### Data rows

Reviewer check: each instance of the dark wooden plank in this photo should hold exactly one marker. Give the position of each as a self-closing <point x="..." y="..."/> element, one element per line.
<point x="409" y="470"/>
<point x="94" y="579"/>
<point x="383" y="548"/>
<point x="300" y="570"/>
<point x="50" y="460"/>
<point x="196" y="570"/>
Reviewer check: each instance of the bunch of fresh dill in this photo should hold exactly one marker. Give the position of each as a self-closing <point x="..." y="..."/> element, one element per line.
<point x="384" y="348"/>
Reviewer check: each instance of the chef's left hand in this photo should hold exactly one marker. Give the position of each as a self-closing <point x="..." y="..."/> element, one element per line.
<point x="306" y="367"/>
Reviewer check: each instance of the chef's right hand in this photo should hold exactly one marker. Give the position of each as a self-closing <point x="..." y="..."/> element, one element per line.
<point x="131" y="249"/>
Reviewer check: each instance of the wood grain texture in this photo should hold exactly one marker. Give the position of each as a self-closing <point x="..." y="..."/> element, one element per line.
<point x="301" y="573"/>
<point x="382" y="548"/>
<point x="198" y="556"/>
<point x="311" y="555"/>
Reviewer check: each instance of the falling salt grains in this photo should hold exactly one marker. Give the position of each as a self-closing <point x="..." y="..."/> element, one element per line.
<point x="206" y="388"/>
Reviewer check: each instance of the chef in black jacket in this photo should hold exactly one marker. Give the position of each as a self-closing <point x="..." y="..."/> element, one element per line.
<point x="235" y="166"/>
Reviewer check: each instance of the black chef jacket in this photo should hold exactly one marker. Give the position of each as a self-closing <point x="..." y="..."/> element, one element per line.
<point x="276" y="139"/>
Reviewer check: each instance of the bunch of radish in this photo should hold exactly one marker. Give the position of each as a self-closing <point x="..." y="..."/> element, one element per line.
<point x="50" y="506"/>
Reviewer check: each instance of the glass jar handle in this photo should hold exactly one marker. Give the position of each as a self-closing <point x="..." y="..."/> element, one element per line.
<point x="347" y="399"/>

######

Work to complete – Please output every record, keeping each line exact.

Solution –
Reviewer check: each instance of the dark wooden plank in this photo should hold exactly one marker. Give the position of each as a self-closing <point x="..." y="..."/> element, one element per line.
<point x="409" y="470"/>
<point x="94" y="579"/>
<point x="383" y="548"/>
<point x="300" y="570"/>
<point x="50" y="460"/>
<point x="196" y="570"/>
Reviewer check: each instance of the bunch of fresh dill in this photo should hold exactly one marker. Give the position of each as a self-closing <point x="..." y="..."/> element, one element per line.
<point x="384" y="348"/>
Reviewer check: each instance of the chef's left hand in this photo should hold exactly one marker. Give the position of each as a self-closing <point x="..." y="..."/> element, one element per line.
<point x="306" y="367"/>
Reviewer check: each instance of the chef's right hand in this photo should hold exactly one marker. Give the position of each as a self-closing <point x="..." y="..."/> element, one element per line.
<point x="131" y="249"/>
Reviewer check: each instance of the wood grain texture in this photo should hold exactly one marker. Give the position of each as a self-closing <point x="..." y="..."/> element, one element per line.
<point x="301" y="573"/>
<point x="382" y="548"/>
<point x="198" y="556"/>
<point x="311" y="555"/>
Reviewer check: each instance of the falling salt grains in this photo should hold exactly one marker. Give the position of each as a self-closing <point x="..." y="..."/> element, one element per line.
<point x="206" y="388"/>
Reviewer check: each instance of the chef in black jacket in this photo should hold exactly one marker. Give the position of each as a self-closing <point x="..." y="..."/> element, one element per line.
<point x="235" y="166"/>
Reviewer check: each instance of the black chef jacket in this photo should hold exactly one marker. Give the position of each as a self-closing <point x="..." y="..."/> element, one element per line.
<point x="276" y="139"/>
Reviewer check: each instance of the bunch of radish in this photo should hold exactly one marker. Give the position of each as a self-closing <point x="..." y="..."/> element, one element per line.
<point x="50" y="506"/>
Reviewer check: each instance of the glass jar handle in this photo should hold exactly one marker. Give the position of each as a self-closing <point x="..." y="..."/> element, one element per line.
<point x="347" y="399"/>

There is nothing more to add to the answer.